_Aim_:
Reproduce word for word the passage of the testing-philosophy text below that starts at "My Testing Philosophy" and ends at "testing those inputs.".

_Extract_:
┄┄┄┄┄┄
My Testing Philosophy when Coding
When programming, what tests should we write?
Never Forget What Tests Should Do
A good test suite should help us more than it hurts us.
Tests help us when they give us confidence to refactor, by failing when we neglected to properly handle the same inputs that the old code was known to handle correctly. They help us by saving us time that we might otherwise spend manually testing those inputs.
Tests hurt us when they “flake” (fail sporadically and without good reason). Tests hurt us when the suite takes too long to run, wasting developer time and focus and slowing iteration speeds. Tests hurt us when they add undue friction to development. If tests fail every time we make an improvement to our product, then those tests are not testing the right things.
The absolute clearest “win” a test can provide is a guarantee that a particular bug will never present itself again. For this reason, it’s a good rule of thumb to expect that any bug fixes should come with an “initially failing test,” that is, a test that would fail if it were run before the fix was committed to the codebase.
On the other end, programmers should not write tests that test incidental effects or side-products of their code. For a web product, there is no value in testing that an element has the same class names on it that it did yesterday. What matters is that a button still looks like a button. Tests shouldn’t fail just because the CSS was refactored a bit, or because the auto-generated classes from a technology like CSS Modules or Fela have changed.
┄┄┄┄┄┄
_Data_:
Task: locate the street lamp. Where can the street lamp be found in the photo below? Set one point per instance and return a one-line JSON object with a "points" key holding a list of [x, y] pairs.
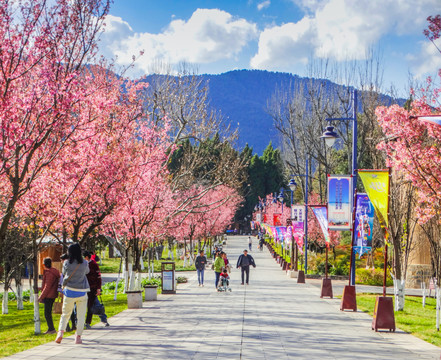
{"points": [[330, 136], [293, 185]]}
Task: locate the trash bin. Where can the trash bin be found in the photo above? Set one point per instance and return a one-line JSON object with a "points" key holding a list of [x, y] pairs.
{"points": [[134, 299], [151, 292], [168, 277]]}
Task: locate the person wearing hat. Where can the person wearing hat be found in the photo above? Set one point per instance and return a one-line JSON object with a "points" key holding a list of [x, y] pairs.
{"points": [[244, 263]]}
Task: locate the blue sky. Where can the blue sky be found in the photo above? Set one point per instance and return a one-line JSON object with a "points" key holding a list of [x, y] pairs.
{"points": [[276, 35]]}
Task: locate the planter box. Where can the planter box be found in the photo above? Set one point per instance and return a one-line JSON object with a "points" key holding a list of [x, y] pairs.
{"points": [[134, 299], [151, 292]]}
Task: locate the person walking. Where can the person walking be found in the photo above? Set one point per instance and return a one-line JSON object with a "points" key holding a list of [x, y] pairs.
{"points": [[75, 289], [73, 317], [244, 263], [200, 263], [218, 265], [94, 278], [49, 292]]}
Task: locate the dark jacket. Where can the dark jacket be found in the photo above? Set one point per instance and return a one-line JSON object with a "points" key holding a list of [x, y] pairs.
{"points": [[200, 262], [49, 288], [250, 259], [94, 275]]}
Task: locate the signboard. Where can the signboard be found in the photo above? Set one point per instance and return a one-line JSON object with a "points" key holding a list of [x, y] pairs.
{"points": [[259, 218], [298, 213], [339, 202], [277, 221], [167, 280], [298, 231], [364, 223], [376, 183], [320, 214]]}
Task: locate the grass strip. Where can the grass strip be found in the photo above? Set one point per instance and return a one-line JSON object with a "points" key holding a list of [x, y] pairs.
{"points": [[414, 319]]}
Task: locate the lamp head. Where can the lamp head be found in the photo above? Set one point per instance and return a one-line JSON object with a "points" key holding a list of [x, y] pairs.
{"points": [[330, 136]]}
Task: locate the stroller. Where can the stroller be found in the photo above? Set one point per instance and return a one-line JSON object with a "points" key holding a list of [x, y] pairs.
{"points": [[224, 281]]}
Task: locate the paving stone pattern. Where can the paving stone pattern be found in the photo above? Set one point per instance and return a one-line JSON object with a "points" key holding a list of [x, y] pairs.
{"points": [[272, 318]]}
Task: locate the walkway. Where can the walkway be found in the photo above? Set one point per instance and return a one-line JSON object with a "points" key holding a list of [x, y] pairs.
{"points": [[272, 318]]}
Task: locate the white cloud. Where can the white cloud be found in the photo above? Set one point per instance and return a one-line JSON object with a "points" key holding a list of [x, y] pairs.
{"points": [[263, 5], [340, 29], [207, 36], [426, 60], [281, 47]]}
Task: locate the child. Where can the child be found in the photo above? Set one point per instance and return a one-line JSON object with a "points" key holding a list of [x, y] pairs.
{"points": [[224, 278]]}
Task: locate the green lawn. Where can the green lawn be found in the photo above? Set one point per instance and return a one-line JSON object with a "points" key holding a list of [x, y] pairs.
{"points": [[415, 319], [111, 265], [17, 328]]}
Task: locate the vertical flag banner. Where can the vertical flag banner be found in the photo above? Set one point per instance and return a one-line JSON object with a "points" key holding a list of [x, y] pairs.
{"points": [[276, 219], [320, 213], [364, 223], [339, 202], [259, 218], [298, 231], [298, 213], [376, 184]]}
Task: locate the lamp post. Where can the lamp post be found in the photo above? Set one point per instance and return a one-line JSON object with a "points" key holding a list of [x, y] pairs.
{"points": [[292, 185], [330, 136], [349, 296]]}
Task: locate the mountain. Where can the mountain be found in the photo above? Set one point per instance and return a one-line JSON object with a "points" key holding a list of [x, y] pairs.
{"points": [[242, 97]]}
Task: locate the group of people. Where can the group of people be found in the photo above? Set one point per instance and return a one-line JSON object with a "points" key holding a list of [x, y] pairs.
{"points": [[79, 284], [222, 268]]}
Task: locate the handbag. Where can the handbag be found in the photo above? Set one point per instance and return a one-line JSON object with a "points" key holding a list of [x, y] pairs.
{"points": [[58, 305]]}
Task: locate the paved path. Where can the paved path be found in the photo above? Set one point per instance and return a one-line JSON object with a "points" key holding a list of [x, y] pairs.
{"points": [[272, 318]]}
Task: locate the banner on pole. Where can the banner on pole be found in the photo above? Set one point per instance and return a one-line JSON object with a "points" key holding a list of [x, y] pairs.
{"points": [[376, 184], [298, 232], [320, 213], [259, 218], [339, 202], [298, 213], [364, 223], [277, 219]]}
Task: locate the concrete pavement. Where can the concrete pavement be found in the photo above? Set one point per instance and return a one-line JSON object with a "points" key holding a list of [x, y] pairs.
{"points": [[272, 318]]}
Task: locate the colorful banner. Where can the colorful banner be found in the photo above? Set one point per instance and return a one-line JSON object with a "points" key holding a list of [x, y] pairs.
┄┄┄┄┄┄
_Exercise response_:
My Testing Philosophy when Coding
When programming, what tests should we write?
Never Forget What Tests Should Do
A good test suite should help us more than it hurts us.
Tests help us when they give us confidence to refactor, by failing when we neglected to properly handle the same inputs that the old code was known to handle correctly. They help us by saving us time that we might otherwise spend manually testing those inputs.